#### PROMPT
Copy out the report on the Malta Union of Midwives and Nurses, beginning at the words "Other problems included" and stopping after "Mater Dei Hospital.". Swap "hospital ships" for "floating hospitals" throughout.

#### EXCERPT PROVIDED
------------------------------

The health sector in Malta is not in a position to support any influx of patients from any country to Mater Dei Hospital, the Malta Union of Midwives and Nurses said this morning.
In a statement referring to a possible influx of patients from Libya the union said the government had to keep in mind the welfare of the nation and should not take decisions just to please the international community.
It would be highly inappropriate to offer health care services to foreign patients in Malta when there were problems of Maltese patients left on stretchers due to bed unavailability, for example.
Other problems included patients being nursed in hospital corridors where no toilet and hand washing facilities existed, a shortage of nurses, overcrowding, huge waiting lists, a lack of adequate community nursing care, insufficient beds in intensive care and wards, out of stock drugs and equipment, only one hospital for the whole population.
MUMN said it believed that bigger countries with more facilities should address such problems.
Countries such as the United States had huge hospital ships which could take up more than 900 patients and were better equipped than Mater Dei Hospital.

------------------------------

#### EXCERPTED RECORDS
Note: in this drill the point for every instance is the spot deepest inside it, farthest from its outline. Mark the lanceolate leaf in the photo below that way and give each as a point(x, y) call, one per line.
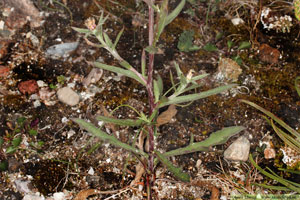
point(178, 173)
point(119, 70)
point(193, 97)
point(108, 138)
point(118, 38)
point(121, 122)
point(216, 138)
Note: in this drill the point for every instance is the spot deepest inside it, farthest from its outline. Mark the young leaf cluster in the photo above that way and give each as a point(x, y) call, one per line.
point(174, 95)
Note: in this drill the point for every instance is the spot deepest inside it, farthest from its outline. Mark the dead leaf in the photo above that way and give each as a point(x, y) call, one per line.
point(268, 54)
point(166, 116)
point(93, 77)
point(83, 194)
point(214, 193)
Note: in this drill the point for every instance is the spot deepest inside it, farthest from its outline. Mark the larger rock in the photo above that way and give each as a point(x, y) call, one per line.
point(238, 150)
point(68, 96)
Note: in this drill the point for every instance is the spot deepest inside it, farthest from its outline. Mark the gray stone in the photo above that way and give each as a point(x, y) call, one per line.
point(238, 150)
point(68, 96)
point(61, 50)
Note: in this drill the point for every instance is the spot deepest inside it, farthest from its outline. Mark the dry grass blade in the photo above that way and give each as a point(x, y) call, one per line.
point(83, 194)
point(166, 116)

------------------------------

#### ANSWER SECTION
Other problems included patients being nursed in hospital corridors where no toilet and hand washing facilities existed, a shortage of nurses, overcrowding, huge waiting lists, a lack of adequate community nursing care, insufficient beds in intensive care and wards, out of stock drugs and equipment, only one hospital for the whole population.
MUMN said it believed that bigger countries with more facilities should address such problems.
Countries such as the United States had huge floating hospitals which could take up more than 900 patients and were better equipped than Mater Dei Hospital.